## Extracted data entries
--

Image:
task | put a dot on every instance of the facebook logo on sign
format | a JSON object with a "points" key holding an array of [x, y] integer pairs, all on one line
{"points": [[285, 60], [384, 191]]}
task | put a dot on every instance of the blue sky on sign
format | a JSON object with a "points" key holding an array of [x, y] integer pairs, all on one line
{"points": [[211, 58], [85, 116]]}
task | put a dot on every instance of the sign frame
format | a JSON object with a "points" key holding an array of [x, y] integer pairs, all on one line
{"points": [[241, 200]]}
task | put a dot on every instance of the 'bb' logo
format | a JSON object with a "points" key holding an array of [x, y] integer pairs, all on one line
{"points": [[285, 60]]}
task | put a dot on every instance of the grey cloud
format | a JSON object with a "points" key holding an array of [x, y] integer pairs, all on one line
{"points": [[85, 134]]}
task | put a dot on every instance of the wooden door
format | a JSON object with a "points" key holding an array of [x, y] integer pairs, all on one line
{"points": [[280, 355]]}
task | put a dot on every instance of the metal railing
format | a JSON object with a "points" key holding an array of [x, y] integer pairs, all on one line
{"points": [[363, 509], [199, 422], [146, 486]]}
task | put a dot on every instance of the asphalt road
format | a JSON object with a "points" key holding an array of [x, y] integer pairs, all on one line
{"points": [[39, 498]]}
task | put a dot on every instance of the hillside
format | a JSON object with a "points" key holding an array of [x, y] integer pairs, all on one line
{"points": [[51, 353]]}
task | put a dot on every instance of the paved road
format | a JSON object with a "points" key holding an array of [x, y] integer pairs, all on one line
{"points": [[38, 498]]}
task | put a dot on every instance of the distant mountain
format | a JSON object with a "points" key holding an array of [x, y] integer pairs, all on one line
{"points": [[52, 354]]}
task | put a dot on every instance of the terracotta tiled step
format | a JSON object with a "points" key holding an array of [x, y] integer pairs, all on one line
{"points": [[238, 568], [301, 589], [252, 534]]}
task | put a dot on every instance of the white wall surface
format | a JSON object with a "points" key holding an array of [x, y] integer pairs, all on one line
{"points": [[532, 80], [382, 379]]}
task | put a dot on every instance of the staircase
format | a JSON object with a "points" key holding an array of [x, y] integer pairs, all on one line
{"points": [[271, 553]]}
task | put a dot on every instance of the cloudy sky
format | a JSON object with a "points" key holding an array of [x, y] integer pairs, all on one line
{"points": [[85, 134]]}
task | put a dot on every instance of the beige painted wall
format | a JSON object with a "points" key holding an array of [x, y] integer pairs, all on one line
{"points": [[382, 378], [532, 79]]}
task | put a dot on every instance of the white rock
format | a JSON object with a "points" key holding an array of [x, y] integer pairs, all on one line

--

## Set exercise
Reproduce all of the entries above verbatim, line for line, without any alteration.

## Correct answer
Image:
task | put a dot on every instance of the facebook logo on sign
format | a JSON object with a "points" key holding an array of [x, y] integer pairs, all on one line
{"points": [[285, 60], [384, 191]]}
task | put a dot on every instance of the blue sky on sign
format | a JSON object with a "points" key holding an array of [x, y] integer pairs, all on one line
{"points": [[211, 58], [85, 116]]}
task | put a dot on every instance of the sign frame
format | a JSON object with a "points" key holding an array of [x, y] integer pairs, all on one line
{"points": [[241, 200]]}
task | put a dot on every instance of the 'bb' logo
format | a JSON object with a "points" key holding an array of [x, y] integer pairs, all on one line
{"points": [[285, 60]]}
task | put a dot on every instance of the grey cloud
format | a JSON object with a "points" key holding an array of [x, y] integer pairs, all on one line
{"points": [[85, 134]]}
task | put a dot on every instance of the wooden door
format | a JSON object with a "points" key holding an array of [x, y] integer pairs, all on one line
{"points": [[280, 355]]}
task | put a dot on every instance of the metal railing
format | a JSON object with a "points" key holding an array of [x, y] integer pairs, all on one line
{"points": [[363, 509], [199, 422], [146, 486]]}
task | put a dot on every instance of the asphalt road
format | a JSON object with a "points" key holding an array of [x, y] integer pairs, all on one line
{"points": [[39, 498]]}
task | put a dot on every instance of the hillside
format | a JSON object with a "points" key holding an array of [x, y] integer pairs, all on one line
{"points": [[51, 353]]}
task | put a dot on every instance of the paved road
format | a JSON object with a "points" key holding an array of [x, y] integer pairs, all on one line
{"points": [[38, 498]]}
task | put a dot on every instance of the distant mountain
format | a JSON object with a "points" key holding an array of [x, y] integer pairs, all on one line
{"points": [[52, 354]]}
task | put a dot on every instance of the terracotta tiled step
format | a JSON object with a "points" key holding an array of [x, y] integer pairs, all on one line
{"points": [[238, 568], [301, 589], [252, 534]]}
task | put a dot on every instance of the white wall surface
format | a JSON object with a "points" key holding an array of [x, y] integer pairs, all on one line
{"points": [[532, 80], [382, 379]]}
task | put a dot on every instance of the staircase
format | a JSON object with a "points" key holding an array of [x, y] integer pairs, all on one line
{"points": [[271, 553]]}
task | put a dot on every instance of the cloudy sky
format | a JSON object with a "points" key holding an array of [x, y] integer pairs, all on one line
{"points": [[85, 134]]}
task | put a dot on every instance of the beige painted wall
format | a JSON object with a "points" key holding an array of [x, y] integer pairs, all on one line
{"points": [[382, 378], [532, 79]]}
task | put a dot on every instance of the white rock
format | a JSON object with a "points" key holding an array of [x, y] integer pairs, all on one line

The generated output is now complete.